## YOUR TASK:
Start at the line containing "For every instance of the tree line, imagine" and transcribe every line exactly through the end of the records below, and only those lines.

-- start LISTED ENTRIES --

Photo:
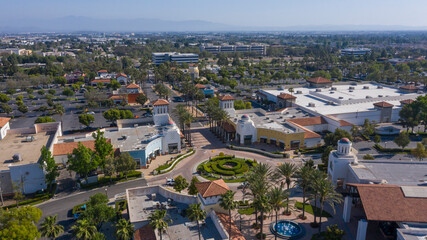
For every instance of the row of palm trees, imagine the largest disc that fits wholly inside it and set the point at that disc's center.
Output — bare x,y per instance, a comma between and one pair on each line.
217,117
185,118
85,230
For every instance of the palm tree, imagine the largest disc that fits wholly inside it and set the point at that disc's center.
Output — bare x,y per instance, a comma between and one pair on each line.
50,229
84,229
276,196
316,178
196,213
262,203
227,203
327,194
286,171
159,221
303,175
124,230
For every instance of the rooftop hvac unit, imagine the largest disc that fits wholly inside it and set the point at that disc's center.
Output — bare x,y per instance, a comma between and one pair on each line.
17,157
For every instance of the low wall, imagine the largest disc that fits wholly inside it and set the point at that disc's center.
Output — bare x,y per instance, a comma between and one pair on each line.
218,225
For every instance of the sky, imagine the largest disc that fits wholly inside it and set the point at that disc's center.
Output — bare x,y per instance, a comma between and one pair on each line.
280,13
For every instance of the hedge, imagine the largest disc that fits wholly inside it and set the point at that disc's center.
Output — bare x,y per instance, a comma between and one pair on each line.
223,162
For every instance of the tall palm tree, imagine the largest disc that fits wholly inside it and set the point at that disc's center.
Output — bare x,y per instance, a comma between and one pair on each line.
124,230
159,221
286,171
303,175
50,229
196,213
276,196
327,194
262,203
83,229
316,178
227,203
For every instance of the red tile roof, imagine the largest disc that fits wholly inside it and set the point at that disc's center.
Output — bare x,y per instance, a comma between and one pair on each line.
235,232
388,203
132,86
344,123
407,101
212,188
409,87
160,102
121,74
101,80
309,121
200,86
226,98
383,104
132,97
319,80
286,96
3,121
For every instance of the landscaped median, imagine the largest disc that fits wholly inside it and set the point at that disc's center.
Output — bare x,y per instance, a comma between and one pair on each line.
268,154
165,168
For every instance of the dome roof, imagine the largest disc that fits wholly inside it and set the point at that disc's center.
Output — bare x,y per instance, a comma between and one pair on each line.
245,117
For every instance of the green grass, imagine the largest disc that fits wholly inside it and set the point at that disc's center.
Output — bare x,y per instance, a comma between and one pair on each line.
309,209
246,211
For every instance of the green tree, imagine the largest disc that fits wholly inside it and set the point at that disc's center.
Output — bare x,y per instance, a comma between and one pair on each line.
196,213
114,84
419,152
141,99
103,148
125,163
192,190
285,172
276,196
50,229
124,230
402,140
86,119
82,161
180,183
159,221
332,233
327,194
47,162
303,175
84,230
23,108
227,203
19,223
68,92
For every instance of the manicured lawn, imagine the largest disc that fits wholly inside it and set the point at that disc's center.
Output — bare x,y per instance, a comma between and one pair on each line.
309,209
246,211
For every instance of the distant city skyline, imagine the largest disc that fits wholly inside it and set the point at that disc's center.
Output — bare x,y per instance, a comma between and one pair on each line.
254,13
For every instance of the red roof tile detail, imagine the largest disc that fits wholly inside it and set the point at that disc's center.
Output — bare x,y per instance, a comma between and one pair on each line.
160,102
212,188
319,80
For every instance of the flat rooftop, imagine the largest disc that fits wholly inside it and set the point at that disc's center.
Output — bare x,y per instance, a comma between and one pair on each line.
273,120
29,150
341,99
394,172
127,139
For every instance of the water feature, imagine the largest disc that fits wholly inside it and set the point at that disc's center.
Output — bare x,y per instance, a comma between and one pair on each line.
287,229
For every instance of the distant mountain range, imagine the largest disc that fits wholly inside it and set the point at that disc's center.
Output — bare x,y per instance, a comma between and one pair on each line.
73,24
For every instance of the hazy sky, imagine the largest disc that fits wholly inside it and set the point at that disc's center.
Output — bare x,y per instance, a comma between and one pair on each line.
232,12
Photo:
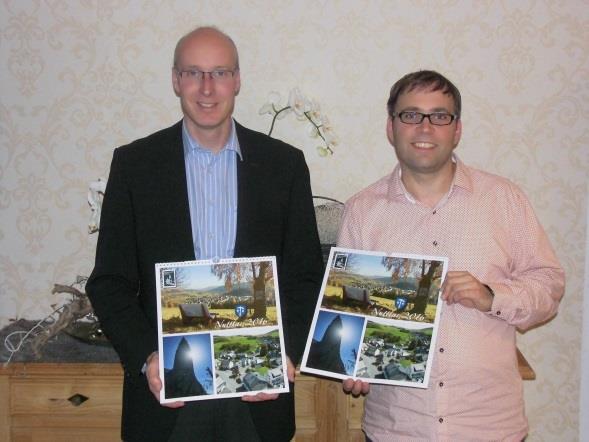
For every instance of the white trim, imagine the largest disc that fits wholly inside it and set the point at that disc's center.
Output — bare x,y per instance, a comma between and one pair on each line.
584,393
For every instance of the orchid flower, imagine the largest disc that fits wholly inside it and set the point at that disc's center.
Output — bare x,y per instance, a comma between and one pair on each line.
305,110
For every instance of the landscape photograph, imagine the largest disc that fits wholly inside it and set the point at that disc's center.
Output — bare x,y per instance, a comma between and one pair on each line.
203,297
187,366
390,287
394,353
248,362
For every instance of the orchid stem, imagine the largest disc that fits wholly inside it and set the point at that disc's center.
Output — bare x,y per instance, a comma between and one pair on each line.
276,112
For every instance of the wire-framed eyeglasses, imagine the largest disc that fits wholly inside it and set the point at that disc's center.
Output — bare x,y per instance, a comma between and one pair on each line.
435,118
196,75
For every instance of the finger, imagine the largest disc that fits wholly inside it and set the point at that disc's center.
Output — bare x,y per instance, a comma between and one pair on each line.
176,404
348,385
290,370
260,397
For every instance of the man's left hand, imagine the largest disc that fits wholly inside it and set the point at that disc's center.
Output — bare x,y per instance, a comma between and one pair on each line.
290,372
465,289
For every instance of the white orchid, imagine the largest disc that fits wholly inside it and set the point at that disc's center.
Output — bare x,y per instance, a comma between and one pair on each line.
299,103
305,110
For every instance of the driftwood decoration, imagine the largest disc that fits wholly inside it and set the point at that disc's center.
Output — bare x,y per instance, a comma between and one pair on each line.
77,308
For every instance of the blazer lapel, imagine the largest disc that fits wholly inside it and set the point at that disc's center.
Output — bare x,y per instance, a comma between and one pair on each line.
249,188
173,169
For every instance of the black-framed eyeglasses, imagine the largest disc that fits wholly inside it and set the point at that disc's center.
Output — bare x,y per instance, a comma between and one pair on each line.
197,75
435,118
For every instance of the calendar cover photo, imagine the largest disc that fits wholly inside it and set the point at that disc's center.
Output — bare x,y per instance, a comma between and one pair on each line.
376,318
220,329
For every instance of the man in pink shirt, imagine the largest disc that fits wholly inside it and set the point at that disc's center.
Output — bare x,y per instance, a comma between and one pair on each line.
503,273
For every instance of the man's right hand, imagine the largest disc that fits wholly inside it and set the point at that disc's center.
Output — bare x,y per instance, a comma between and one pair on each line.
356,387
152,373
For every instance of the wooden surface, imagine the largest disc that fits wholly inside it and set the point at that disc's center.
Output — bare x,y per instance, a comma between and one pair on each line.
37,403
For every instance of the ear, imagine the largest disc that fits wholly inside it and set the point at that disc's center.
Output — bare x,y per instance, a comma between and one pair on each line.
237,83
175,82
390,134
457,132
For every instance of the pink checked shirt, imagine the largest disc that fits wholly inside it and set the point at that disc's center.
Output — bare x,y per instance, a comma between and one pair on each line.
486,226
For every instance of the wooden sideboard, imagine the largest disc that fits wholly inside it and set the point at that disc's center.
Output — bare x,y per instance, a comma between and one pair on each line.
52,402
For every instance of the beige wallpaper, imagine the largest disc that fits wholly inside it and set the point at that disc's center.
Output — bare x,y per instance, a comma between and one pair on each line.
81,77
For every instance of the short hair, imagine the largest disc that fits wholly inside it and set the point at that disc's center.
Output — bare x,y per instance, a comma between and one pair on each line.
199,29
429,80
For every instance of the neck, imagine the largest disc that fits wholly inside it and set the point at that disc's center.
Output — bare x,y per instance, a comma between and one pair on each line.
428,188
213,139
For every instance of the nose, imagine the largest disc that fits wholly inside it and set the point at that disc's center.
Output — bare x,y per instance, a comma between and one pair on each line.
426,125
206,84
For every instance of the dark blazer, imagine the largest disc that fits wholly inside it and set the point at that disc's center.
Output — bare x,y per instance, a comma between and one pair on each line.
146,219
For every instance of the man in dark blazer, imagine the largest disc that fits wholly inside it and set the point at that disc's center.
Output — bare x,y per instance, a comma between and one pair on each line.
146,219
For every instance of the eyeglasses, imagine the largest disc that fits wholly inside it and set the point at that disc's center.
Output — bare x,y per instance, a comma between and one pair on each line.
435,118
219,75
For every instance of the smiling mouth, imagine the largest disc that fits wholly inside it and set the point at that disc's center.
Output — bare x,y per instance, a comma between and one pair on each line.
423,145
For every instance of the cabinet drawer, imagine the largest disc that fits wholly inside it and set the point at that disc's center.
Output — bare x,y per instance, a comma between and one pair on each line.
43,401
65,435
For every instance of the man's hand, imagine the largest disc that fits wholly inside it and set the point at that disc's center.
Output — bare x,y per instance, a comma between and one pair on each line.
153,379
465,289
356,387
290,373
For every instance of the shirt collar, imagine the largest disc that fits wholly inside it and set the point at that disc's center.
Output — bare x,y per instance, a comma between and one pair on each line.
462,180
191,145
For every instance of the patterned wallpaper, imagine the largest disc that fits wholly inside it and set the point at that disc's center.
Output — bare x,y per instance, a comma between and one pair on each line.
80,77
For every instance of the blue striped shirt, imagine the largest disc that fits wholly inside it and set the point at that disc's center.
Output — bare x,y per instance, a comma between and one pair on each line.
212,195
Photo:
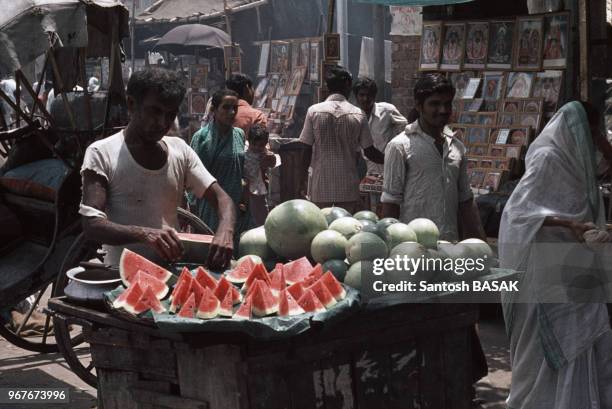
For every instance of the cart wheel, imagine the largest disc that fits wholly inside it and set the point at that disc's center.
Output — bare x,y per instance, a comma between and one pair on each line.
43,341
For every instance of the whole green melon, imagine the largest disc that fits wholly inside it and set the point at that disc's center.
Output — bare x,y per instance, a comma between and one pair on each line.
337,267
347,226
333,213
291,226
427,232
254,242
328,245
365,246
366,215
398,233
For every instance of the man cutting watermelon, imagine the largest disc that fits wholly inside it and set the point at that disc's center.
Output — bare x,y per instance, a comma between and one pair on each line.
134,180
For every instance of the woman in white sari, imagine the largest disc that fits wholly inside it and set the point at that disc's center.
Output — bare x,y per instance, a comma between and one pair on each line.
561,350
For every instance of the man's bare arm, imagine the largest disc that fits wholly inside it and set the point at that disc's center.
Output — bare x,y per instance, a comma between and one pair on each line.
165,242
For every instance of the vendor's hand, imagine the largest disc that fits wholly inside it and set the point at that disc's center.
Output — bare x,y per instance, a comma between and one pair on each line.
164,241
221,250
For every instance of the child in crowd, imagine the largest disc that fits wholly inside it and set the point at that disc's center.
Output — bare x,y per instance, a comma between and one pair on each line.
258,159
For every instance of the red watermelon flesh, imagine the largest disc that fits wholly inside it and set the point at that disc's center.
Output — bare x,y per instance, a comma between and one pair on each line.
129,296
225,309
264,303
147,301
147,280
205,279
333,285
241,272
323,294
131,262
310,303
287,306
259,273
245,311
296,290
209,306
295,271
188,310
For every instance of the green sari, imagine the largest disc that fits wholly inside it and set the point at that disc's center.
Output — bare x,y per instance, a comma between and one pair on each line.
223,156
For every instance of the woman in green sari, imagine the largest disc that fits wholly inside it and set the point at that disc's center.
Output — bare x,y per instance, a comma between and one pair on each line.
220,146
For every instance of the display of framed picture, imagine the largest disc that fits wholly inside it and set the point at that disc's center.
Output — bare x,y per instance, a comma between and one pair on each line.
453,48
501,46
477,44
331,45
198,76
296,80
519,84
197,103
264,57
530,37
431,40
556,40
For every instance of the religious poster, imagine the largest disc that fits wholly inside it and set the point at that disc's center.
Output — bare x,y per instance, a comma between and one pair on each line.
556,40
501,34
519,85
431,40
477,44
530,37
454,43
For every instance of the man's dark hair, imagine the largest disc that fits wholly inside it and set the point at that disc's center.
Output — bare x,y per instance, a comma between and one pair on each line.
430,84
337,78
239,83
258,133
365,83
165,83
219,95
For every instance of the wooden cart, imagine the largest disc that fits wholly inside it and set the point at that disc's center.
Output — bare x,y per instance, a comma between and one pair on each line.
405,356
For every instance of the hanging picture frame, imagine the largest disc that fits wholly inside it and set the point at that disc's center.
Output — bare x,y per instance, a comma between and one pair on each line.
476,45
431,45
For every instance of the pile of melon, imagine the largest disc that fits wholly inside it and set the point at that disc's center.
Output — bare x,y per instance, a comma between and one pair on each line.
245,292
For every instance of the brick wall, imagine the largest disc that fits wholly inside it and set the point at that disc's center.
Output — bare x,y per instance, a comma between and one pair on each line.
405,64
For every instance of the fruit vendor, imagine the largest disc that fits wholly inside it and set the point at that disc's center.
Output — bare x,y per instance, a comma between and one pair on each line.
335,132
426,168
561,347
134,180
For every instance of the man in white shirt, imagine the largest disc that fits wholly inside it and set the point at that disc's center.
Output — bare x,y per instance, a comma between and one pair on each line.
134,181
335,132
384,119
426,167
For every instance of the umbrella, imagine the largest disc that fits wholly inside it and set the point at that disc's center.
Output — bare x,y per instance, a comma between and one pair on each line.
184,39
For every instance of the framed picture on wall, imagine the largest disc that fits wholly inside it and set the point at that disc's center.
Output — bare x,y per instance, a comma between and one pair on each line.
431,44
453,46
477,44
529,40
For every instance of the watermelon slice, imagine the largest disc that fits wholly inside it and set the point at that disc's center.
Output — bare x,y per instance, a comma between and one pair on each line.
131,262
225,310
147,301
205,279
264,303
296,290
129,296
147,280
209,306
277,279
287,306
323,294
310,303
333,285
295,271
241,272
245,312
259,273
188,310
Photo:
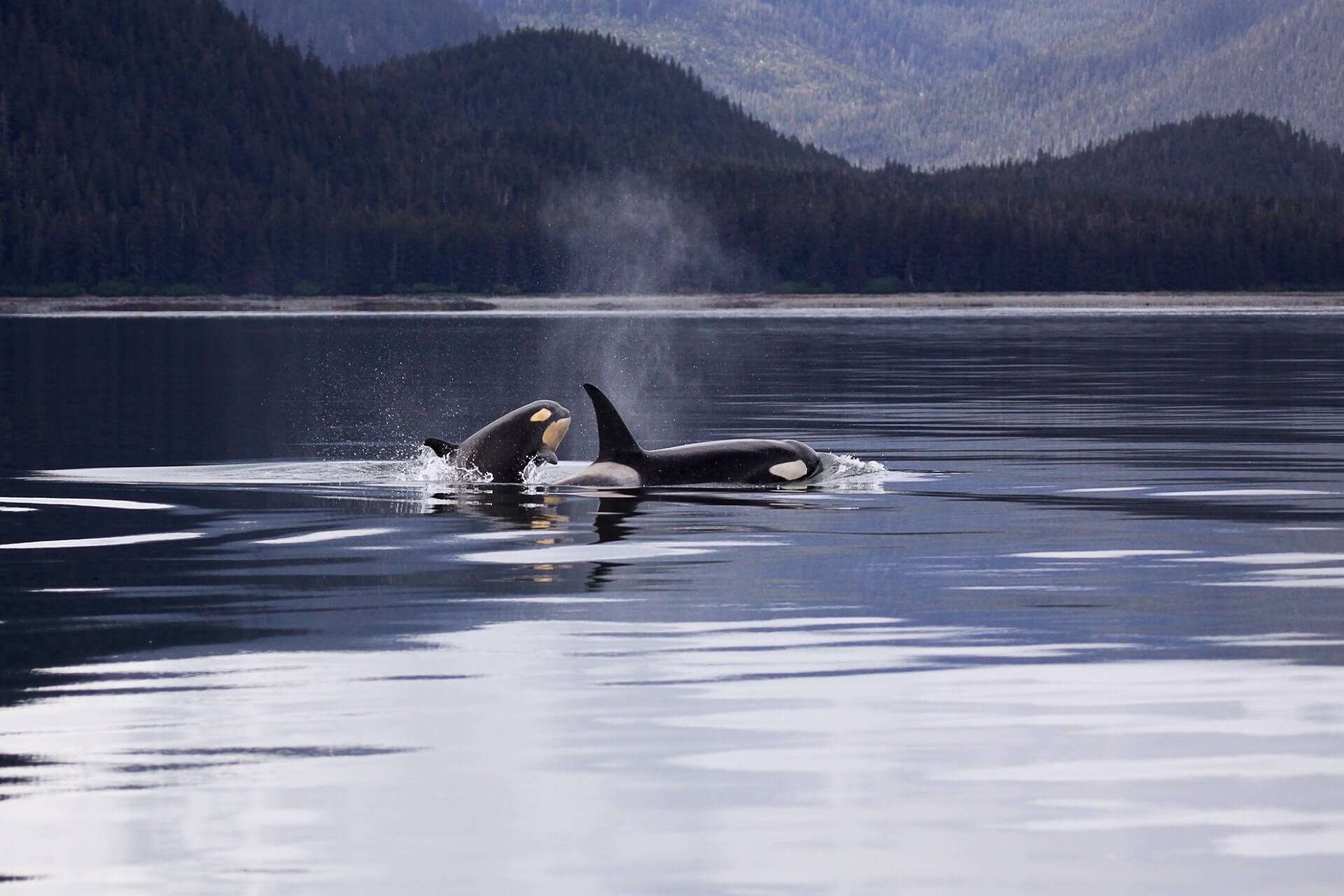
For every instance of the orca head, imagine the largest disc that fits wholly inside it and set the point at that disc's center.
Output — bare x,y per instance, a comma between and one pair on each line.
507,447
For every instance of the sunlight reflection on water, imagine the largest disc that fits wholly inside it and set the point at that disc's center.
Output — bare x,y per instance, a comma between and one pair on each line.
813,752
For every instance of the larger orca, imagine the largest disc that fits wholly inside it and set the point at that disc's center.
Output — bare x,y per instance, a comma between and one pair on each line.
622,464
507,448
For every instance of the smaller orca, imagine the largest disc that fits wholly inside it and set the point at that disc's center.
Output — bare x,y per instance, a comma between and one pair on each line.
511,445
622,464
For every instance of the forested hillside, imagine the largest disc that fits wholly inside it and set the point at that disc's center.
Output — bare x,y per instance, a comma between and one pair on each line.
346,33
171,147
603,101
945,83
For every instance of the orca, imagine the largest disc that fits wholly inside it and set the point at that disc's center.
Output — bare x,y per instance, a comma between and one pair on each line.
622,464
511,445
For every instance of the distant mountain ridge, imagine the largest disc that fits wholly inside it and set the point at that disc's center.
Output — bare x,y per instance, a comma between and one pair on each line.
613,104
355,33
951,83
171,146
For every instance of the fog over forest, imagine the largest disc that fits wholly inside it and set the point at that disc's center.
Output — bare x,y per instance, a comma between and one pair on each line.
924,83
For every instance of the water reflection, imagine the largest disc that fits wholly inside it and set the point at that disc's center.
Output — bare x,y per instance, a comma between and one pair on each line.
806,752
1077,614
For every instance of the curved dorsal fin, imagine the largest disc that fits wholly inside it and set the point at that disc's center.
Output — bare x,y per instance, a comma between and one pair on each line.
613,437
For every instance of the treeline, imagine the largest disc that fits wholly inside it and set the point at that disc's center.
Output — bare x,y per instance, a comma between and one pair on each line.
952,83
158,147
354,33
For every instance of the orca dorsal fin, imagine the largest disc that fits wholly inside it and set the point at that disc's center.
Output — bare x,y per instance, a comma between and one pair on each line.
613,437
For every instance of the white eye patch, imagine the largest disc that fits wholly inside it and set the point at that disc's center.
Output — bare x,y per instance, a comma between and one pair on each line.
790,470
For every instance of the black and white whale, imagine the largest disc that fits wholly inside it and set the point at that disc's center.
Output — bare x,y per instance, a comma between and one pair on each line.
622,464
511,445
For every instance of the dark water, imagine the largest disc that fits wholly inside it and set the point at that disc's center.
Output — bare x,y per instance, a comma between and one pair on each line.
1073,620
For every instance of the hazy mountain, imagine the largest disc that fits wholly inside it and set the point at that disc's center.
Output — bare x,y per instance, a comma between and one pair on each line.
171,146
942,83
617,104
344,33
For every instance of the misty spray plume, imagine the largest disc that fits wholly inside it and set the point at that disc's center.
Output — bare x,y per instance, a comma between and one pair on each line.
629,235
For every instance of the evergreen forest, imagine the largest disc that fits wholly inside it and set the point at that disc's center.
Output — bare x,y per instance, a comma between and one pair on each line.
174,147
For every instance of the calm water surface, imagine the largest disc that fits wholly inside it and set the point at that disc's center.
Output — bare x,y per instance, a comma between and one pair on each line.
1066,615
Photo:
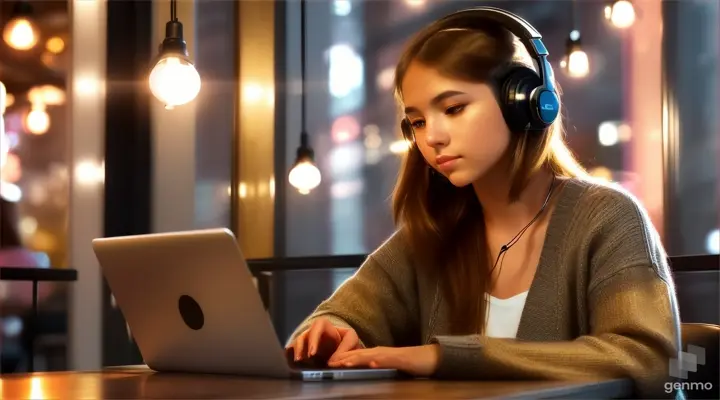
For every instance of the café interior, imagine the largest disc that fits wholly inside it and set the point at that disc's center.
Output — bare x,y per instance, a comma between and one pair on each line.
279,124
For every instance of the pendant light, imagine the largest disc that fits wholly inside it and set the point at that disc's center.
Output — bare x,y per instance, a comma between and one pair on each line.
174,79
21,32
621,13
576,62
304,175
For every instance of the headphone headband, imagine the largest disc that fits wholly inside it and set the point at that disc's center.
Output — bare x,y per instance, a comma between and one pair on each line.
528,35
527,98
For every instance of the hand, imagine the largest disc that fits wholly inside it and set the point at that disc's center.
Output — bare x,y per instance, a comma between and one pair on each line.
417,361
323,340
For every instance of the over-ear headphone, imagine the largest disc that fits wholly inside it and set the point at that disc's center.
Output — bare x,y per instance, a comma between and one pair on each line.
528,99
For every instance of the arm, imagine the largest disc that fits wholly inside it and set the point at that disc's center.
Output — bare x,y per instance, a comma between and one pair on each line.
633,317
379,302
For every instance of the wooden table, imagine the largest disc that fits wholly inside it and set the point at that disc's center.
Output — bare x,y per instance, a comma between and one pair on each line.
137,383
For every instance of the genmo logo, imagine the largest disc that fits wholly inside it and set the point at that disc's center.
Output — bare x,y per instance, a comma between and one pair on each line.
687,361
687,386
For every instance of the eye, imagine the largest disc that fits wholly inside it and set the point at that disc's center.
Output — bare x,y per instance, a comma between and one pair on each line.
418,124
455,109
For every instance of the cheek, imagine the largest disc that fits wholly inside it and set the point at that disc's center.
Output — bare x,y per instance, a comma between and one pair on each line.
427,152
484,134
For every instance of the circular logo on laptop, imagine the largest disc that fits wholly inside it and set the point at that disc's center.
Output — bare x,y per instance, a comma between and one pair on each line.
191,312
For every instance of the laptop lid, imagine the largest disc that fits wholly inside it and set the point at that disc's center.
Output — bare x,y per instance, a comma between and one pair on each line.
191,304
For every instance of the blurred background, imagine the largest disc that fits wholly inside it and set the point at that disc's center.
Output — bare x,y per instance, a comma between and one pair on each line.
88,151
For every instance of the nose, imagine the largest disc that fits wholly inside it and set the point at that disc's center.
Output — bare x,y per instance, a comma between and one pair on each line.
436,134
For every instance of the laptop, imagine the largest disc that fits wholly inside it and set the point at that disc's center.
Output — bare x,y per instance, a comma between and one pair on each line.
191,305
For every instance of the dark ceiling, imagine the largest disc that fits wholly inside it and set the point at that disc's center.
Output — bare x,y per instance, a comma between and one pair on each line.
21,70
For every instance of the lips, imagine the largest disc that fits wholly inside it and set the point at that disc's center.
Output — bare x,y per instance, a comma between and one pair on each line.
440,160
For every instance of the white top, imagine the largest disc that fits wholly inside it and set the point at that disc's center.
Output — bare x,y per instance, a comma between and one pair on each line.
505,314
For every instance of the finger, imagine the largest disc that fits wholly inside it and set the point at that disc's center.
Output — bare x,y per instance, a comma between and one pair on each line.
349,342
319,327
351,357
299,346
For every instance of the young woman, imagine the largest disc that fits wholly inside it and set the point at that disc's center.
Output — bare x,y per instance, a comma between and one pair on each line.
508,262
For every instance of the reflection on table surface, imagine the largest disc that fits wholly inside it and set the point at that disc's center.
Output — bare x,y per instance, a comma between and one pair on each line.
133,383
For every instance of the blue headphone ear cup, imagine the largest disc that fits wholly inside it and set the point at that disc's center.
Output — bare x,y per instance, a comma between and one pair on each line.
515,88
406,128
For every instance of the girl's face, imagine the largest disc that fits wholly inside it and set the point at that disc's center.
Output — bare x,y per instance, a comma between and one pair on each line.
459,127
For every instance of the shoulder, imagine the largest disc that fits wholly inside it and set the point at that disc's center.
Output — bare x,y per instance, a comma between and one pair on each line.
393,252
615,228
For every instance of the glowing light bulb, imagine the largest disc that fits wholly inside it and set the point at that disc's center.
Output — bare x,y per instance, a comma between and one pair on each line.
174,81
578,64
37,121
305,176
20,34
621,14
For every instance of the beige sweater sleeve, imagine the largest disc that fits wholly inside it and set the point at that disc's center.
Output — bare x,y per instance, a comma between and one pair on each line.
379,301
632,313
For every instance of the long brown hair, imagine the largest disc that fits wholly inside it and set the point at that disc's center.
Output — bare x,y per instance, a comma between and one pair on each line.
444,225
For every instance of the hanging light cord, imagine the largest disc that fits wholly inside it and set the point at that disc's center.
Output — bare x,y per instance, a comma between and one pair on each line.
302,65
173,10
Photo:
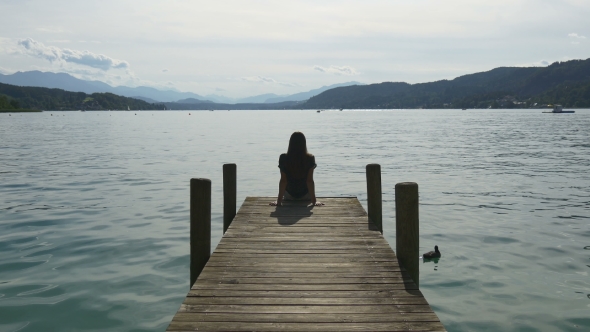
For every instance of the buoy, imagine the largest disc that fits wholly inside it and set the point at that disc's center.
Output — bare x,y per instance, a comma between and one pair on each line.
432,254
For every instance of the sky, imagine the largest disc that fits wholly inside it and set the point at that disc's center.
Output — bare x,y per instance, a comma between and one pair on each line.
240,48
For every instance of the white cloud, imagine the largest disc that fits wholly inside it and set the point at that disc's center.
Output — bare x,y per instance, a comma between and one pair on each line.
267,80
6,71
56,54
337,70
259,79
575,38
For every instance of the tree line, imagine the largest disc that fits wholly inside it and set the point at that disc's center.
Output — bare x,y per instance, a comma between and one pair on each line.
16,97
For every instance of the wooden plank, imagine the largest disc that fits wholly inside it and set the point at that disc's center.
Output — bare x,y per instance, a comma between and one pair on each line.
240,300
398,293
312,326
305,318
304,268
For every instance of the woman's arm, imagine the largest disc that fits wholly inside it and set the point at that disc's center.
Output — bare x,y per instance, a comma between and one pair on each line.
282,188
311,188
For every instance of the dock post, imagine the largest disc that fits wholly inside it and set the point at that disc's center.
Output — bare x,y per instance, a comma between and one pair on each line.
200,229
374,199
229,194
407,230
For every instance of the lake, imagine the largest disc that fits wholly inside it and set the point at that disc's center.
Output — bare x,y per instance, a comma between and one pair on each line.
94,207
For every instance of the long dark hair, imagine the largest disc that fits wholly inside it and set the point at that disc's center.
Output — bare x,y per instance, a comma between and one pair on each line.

-- end LISTED ENTRIES --

## RESULT OF THIS EXERCISE:
For every instance of the tree line, imagine the largest disc that fits wholly inside it and set the point at that disc's center.
Output — bare x,y per instance, a comma between and one pair on each line.
16,97
For every instance of the wooden plank, imagine the largest disc that fits wholly inside it and set the point at that disc's center.
Output — bare x,y per instance, a comma between and one pair on each line.
240,300
398,293
312,326
305,318
304,268
For every instance of the woman's arm, imagine the largest disc that fits wholly inside it and set the point at that disc's center.
Output — bare x,y per instance, a comma between and one pair on each line.
282,188
311,188
For every instance of the dock post, imagine the largest disc that fits wholly inside it and set the point at that disc's center.
Output — bare x,y per instance, a comma between and one pair on each line.
200,229
374,199
229,194
407,230
For every instance of the lake, imagine the largest disc that fits wholly inside it and set the point at that disc's center.
Output — bare x,y per instance, a comma between and one pair on each line.
94,207
For every instance of the long dark hair, imagine the largest disc that fits wholly inside it and set the point at that disc's center.
Output — bare x,y per instance, a comma between and one pair on each line.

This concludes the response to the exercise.